SHORT TASK
Gather every line of the data that contains the word "fence" and copy each one out.

************

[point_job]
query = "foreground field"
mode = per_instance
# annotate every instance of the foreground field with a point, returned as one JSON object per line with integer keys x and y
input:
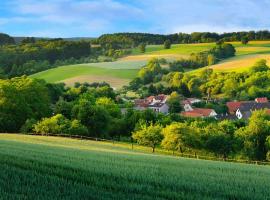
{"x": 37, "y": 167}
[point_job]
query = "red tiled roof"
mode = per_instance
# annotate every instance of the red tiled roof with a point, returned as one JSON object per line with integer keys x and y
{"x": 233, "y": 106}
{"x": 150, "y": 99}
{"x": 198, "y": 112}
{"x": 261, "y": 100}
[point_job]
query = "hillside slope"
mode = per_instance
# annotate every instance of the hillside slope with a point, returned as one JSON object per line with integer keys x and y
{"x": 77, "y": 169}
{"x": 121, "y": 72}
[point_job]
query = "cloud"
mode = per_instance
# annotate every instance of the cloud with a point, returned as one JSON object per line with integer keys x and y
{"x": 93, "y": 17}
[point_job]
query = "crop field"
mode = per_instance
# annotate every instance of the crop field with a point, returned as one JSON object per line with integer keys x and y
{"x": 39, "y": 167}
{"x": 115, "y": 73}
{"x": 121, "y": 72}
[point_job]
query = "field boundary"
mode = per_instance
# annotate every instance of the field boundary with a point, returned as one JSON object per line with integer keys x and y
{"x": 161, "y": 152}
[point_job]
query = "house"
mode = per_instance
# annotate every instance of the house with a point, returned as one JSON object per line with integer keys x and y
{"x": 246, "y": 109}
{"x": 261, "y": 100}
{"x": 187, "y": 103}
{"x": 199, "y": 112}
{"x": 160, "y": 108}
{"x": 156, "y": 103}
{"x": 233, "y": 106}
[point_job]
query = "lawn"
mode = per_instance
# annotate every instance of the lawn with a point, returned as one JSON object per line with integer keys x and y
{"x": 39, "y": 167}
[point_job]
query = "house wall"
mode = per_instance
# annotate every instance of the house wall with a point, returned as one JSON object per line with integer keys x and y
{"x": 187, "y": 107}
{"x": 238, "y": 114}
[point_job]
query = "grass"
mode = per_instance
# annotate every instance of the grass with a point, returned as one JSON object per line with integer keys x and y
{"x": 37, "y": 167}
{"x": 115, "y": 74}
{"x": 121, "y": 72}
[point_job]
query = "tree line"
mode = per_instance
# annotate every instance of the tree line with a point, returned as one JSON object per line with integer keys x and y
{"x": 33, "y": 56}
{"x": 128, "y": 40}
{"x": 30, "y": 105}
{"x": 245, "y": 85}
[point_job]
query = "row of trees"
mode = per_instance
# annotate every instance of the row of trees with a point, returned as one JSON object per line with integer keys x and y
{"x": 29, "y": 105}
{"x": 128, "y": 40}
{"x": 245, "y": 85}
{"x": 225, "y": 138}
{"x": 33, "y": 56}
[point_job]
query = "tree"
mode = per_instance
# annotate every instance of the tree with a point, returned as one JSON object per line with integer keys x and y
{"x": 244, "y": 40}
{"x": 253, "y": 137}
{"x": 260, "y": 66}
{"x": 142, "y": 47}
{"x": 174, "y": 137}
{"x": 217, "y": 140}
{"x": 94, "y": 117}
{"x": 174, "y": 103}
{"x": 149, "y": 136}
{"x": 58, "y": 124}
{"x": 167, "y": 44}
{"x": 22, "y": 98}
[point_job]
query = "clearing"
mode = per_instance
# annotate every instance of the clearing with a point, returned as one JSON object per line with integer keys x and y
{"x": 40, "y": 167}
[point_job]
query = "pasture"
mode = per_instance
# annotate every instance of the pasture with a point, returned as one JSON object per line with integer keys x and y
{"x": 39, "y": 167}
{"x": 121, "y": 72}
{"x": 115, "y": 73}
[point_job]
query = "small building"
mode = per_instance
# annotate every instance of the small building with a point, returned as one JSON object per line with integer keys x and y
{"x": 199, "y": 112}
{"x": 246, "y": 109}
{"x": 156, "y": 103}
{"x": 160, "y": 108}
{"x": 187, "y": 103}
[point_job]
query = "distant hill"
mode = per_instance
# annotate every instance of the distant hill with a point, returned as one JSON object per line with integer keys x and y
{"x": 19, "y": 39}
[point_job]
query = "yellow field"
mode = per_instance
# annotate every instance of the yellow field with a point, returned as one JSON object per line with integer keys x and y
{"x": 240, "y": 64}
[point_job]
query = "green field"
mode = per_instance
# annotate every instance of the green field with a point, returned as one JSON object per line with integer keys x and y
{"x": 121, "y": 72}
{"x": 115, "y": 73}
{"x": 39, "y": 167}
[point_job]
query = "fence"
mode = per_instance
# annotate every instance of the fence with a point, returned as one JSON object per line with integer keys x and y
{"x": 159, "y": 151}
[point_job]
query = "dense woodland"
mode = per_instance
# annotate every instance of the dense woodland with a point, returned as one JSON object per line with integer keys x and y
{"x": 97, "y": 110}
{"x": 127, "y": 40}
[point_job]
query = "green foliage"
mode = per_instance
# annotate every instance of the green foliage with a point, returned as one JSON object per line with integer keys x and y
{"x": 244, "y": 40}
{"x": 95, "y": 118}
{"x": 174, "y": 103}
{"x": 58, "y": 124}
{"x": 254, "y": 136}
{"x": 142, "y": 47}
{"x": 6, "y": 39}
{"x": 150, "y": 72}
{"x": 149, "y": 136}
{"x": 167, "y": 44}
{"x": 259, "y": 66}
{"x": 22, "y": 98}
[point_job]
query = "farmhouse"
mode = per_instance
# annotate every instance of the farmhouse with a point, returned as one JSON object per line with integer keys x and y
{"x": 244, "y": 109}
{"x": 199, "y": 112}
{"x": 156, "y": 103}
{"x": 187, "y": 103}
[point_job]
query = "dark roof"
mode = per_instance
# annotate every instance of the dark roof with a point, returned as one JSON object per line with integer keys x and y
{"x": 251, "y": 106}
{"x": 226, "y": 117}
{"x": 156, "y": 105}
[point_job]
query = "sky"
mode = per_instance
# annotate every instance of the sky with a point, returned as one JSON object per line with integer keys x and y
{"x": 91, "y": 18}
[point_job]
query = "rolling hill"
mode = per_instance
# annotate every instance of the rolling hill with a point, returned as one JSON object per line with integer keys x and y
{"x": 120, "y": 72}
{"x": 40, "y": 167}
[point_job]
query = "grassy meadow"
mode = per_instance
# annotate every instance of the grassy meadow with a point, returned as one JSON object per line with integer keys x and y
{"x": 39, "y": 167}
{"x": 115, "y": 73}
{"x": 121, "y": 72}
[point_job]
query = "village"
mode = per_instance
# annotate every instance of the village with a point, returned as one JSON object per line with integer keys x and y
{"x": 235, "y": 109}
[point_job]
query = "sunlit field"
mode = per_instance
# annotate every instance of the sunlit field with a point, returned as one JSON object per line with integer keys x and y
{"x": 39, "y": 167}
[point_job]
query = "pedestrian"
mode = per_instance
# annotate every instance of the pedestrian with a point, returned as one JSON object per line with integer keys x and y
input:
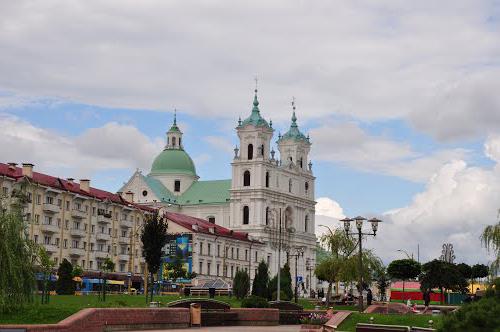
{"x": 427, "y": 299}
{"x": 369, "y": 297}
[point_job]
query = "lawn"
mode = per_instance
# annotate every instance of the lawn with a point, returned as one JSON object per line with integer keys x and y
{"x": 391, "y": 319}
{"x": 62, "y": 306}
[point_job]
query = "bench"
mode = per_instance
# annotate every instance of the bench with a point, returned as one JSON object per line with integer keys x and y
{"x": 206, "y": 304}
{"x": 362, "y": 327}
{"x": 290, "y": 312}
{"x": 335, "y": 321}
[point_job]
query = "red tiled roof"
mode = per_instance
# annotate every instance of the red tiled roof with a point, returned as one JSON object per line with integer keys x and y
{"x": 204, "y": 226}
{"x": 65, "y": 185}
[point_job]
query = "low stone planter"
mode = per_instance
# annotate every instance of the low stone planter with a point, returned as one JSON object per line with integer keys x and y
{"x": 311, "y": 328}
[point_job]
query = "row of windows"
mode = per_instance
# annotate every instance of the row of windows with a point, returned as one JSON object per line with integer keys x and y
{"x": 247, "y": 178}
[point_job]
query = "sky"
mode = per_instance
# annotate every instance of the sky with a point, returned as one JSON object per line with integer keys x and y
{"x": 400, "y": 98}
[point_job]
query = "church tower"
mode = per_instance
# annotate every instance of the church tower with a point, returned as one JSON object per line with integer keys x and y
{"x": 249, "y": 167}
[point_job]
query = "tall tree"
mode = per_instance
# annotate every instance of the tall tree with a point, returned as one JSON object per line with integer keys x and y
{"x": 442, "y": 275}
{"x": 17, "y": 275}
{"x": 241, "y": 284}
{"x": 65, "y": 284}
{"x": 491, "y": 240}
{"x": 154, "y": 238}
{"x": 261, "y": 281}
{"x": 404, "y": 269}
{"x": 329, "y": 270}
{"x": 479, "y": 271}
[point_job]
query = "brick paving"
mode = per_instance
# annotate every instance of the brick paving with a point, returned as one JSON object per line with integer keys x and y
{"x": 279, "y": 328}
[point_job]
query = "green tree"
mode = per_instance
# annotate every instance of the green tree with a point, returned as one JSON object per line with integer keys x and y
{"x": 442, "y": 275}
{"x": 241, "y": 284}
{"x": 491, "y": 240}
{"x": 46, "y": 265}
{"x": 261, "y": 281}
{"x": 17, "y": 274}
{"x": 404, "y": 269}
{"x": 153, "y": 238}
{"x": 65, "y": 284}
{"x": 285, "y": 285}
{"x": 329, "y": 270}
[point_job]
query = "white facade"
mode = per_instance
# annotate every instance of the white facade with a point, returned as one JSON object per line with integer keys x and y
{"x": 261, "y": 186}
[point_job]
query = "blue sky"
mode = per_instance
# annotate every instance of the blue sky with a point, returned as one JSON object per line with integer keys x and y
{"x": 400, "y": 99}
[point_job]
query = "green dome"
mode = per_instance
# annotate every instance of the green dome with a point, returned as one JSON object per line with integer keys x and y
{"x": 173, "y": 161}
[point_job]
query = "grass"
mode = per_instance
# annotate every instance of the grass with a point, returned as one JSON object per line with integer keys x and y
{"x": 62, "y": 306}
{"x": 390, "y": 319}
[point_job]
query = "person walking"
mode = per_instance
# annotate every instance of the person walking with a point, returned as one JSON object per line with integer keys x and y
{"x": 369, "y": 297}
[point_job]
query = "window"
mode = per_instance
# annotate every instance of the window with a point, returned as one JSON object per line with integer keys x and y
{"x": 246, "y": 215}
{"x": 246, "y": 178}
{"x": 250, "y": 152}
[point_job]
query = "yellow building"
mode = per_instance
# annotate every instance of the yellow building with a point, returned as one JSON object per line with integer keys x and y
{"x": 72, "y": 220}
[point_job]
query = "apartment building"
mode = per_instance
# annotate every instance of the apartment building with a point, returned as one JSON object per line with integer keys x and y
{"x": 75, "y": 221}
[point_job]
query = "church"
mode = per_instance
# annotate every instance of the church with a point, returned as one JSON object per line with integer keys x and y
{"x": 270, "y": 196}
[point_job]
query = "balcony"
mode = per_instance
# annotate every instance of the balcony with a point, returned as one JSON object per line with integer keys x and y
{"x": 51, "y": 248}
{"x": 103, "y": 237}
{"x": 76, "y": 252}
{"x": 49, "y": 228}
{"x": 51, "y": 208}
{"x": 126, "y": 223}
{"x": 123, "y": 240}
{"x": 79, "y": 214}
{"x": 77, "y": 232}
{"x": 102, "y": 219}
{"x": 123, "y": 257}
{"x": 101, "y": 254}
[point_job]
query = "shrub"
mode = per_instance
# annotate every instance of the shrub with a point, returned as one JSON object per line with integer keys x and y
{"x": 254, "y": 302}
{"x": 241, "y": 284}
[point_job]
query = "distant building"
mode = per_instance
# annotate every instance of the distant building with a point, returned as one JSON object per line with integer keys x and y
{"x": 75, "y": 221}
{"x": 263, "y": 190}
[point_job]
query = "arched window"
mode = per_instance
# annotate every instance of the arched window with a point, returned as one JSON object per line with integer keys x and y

************

THE SOLUTION
query = "fence"
# annotate every instance of the fence with a point, returned as one JSON object per line with integer keys x and y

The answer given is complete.